### Problem requirements
Write the next part of the article on Nikolai Fefilov, starting right after its final sentence.

### Selected extract
==*==

- Born: Nikolai Borisovich Fefilov 24 July 1946 Sverdlovsk, Sverdlovsk Oblast, RSFSR
- Died: 30 August 1988 (aged 42) Sverdlovsk, Sverdlovsk Oblast, RSFSR
- Cause of death: Strangulation
- Other names: "The Urals Strangler" "The Kontrolnaya Strangler" "The Elusive Predator" "The Necrophile"
- Conviction: Murdered before trial
- Criminal penalty: Murdered before trial

Details
- Victims: 7
- Span of crimes: 1982–1988
- Country: Soviet Union
- State: Sverdlovsk
- Date apprehended: 25 April 1988

= Nikolai Fefilov =

Soviet serial killer and rapist

Nikolai Borisovich Fefilov (Никола́й Бори́сович Фефи́лов; 24 July 1946 – 30 August 1988), known as The Urals Strangler (Уральский душитель), was a Soviet serial killer. Between 1982 and 1988, he killed seven women and girls in Sverdlovsk, with six of the murders involving rape.

==*==

### Excerpted data
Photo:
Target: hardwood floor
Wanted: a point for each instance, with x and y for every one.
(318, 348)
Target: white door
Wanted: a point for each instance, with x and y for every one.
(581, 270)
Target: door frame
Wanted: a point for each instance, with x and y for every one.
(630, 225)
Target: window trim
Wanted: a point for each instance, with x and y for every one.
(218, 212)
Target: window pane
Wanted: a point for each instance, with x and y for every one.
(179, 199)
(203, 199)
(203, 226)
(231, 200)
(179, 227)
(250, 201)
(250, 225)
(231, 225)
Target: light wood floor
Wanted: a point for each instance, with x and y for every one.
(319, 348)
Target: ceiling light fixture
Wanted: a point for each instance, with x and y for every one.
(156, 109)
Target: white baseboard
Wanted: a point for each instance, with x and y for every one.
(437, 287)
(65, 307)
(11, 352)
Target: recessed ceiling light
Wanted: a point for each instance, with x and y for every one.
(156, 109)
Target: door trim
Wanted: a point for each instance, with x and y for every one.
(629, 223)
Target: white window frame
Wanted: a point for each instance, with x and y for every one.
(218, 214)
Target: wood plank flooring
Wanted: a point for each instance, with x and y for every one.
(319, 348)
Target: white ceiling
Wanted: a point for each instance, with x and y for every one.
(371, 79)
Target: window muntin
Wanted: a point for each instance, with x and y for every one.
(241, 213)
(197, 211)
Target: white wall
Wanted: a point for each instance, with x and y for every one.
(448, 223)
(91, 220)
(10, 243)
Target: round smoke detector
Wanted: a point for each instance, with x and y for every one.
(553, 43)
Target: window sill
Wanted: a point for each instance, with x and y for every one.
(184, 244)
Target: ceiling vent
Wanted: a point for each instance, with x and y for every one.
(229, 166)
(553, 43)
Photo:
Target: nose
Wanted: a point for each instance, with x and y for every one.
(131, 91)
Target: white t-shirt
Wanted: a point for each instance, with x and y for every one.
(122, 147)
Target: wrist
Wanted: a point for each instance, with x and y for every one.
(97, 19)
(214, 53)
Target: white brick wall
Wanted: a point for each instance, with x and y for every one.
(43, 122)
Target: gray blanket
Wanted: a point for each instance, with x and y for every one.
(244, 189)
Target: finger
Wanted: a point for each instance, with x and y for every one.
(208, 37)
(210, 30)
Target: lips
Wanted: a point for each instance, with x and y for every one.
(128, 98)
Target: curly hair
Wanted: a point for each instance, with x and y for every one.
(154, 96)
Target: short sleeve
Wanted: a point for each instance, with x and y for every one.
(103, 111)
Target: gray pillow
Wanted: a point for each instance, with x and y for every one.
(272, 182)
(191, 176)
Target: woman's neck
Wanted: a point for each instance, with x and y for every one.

==*==

### Exercise answer
==Biography==
After school, Fefilov joined the army and was demobilized in 1966. At the same time, he developed feelings for his neighbour, but she rejected him. This rejection was suggested as a reason for the subsequent killings. A few years later, Fefilov married, and the couple had two daughters. He worked as a printer at a publishing house of the "Ural Worker" newspaper. He was constantly in conflict with his wife because he could not get a separate apartment, while the family was forced to live in a communal. On the day Fefilov committed the first murder, another quarrel had occurred in the family.

=== 1982 murder and the Georgy Khabarov case ===
Fefilov committed the first murder in a forest belt near the Staro-Moskovsky road, in the area of the Kontrolnaya bus stop in Verkh-Isetsky district, on 29 April 1982. His victim was a 5th-grade student of the 41st school named Lena Mangusheva. Fefilov raped her and then strangled the girl with a pioneer tie, covering the body with branches afterwards. He took the rucksack from the deceased girl, from which he stole a pencil case and two textbooks, and then threw it into the toilet of a gas station.

The body of Mangusheva was discovered the next day. During the investigation of the murder, special attention was paid to the verification of persons previously convicted of sexual offences.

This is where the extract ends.